EXTRACT:
The cocoa industry's own expansion drove the deforestation that is now undermining bean quality and harvest volumes across its two largest sourcing countries. Cote d'Ivoire, the world's top producer, lost more than 80% of its original forest cover over the past 50 years, primarily to cocoa farming.5 Farmers adopted a full-sun cultivation model, deliberately killing shade trees to maximise short-term yields.5 In Ghana, the second-largest producer, nearly two million of 2.3 million hectares of cocoa land now operate under low or no shade.6 Satellite analysis published in Nature Food found that cocoa occupies 4.45 million hectares in Cote d'Ivoire — 13.8% of the country's total land area — and 2.71 million hectares in Ghana, figures roughly 40% higher than official estimates.7 Within protected areas in Cote d'Ivoire, cocoa accounts for 37.4% of all forest loss since 2000.7 The industry built its supply base by converting forest to farmland, and in doing so dismantled the microclimate regulation that its crop requires.
In September 2025, Cargill suspended grinding at its Cote d'Ivoire facility after incoming beans showed critically low fat content, elevated acidity, and excessive waste material — defects directly linked to heat stress during pod development on shade-stripped farms.2 The company had been rejecting 5-6% of deliveries in preceding weeks, compared with the normal threshold of roughly 1%.2 The problem was not confined to Cargill: across Cote d'Ivoire, grinding volumes fell 31.2% year-on-year in July 2025, to 39,301 metric tonnes.8 One grinding director told reporters that beans were "mediocre this year," with facilities "rejecting a large quantity due to a lack of fat and a high acidity level."8 Bean arrivals at Ivorian ports between April and mid-August 2025 dropped 30%, from 500,000 tonnes the prior year to 350,000 tonnes.8 The mid-crop was forecast at 400,000 tonnes — a 9% decline from the previous year's 440,000 tonnes.2
Barry Callebaut's FY 2024/25 results laid bare how supply-chain disruption translates into financial damage for the world's largest cocoa processor. Group sales volume fell 6.8% to 2,125,420 tonnes, with the Global Cocoa division suffering a 12.8% volume decline — accelerating to a 22.6% drop in the third quarter alone.19 Revenue rose 49% to CHF 14.8 billion, but the increase was driven entirely by soaring input costs passed through to customers, not by growth.1 Free cash flow swung to negative CHF 312 million for the full year, and net debt to EBITDA peaked at 6.5 times before recovering to 4.5 times.1 The company acknowledged that the 2024/25 West African crop had started strongly but "quickly deteriorated into below normal arrivals beginning in February 2025 and lasting through the mid crop."1 Recurring net profit of CHF 249.6 million represented a 35.9% decline in local-currency terms — a direct measure of the margin compression caused by processing fewer, costlier, and lower-quality beans.1
Cocoa prices surged 136% between July 2022 and February 2024, reaching record levels above $12,000 per tonne as global production fell into sustained deficit.1011 By mid-April 2024, futures hit $11,578 per tonne, up from $2,831 just thirteen months earlier.12 Even after partial correction, prices remained at $7,391 per tonne in September 2025.2 The global cocoa deficit reached 462,000 tonnes in 2024, and supply had lagged 8.5% behind demand for three consecutive years.1113 Ghana, which targets 820,000 tonnes annually, saw output fall nearly 40% below that benchmark, prompting the government to raise farmgate prices by 60% in August 2025 and a further 12% in October.1112 For processors, these price levels created a compounding problem: not only were beans scarcer and more expensive, but the quality of available beans had deteriorated to the point where a growing share could not be processed at all.

WORK REQUIRED: Resume the piece on cocoa deforestation and bean quality, picking up after its final sentence.

GIVEN INFORMATION:
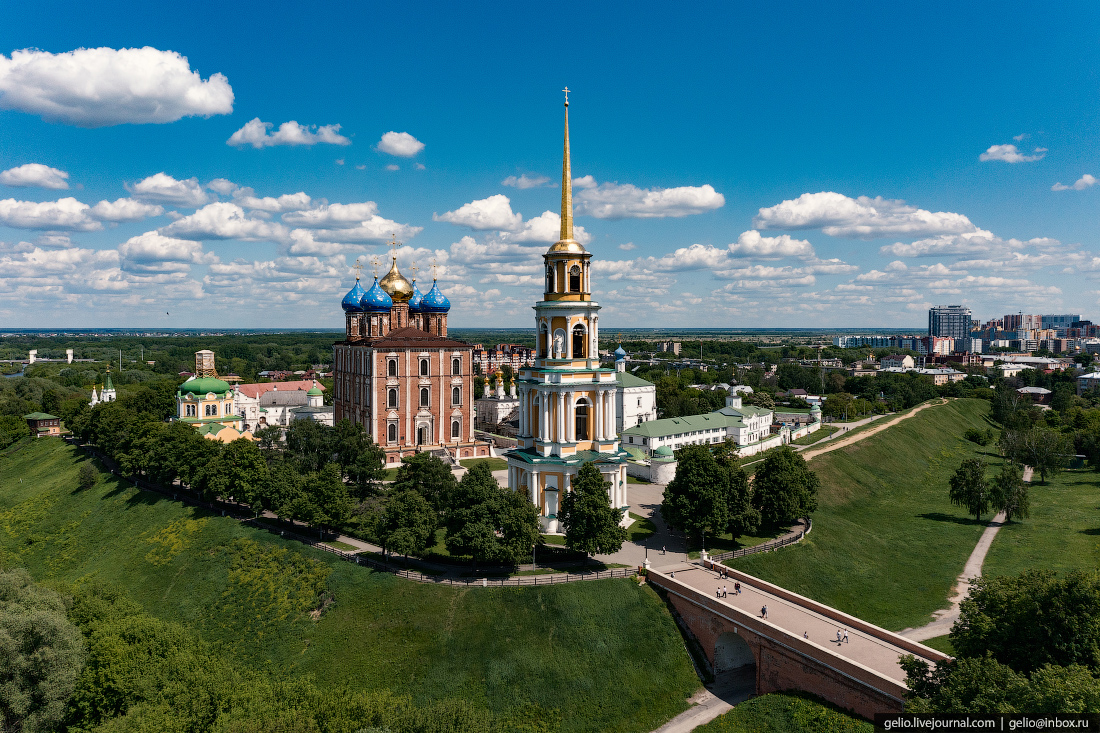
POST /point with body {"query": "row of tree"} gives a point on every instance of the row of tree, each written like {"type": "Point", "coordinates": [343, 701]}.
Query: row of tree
{"type": "Point", "coordinates": [712, 492]}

THE RESULT:
Climate change has added approximately 40 extra days per year of excessive heat across West African cocoa regions, but the damage is amplified by the systematic removal of the shade trees that once buffered those temperatures.10 Over the past decade, two-thirds of cacao-growing areas experienced at least six additional weeks of temperatures exceeding the 32-degree-Celsius threshold above which cocoa photosynthesis declines; one-third faced eight or more additional weeks.14 In unshaded monocultures, these temperatures cause direct physiological harm: reduced chlorophyll content, damaged photosystem II function, and lower maximum photosynthesis rates.3 The visible result is shrivelled flowers and smaller, decaying pods.14 In Cote d'Ivoire, the 2024 season brought a "worst of both worlds" rainfall pattern — 40% above-normal precipitation in July followed by drought in December — layered on top of chronic heat stress that shade-stripped farms could no longer buffer.10
Cote d'Ivoire has lost more than 80% of its original forest cover in the past 50 years, primarily to cocoa expansion, and cocoa now occupies 4.45 million hectares — nearly 14% of the country's total land area.57 In the Bas-Sassandra region, cocoa covers 43% of all land; in Ghana's Western Region, the figure is 44.6%.7 These are not landscapes with residual forest buffers — they are effectively wall-to-wall monoculture. Since independence in 1960, Cote d'Ivoire has lost roughly 90% of its rainforest, and cocoa is the dominant driver.13 The scale of conversion means that restoring microclimate regulation across the cocoa belt is not a matter of planting a few trees on individual farms; it requires landscape-level reforestation across millions of hectares that have been systematically stripped of canopy.
Without intervention, up to 50% of Cote d'Ivoire's current cocoa-growing area could become unsuitable for production by 2060, and 50% of shade tree species are projected to lose their range by 2040.1516 When modelling is restricted to deforestation-free land — excluding the possibility of simply clearing new forest — suitable cocoa area shrinks by an additional 14.5%.16 Scientists have warned that "without serious intervention, cocoa-growing regions in West Africa could become completely unsuitable for production by 2050."6 For Barry Callebaut and Cargill, this is not an abstract environmental projection. It describes the progressive erosion of the physical conditions on which their sourcing models are built, over a timeframe shorter than a single corporate planning cycle.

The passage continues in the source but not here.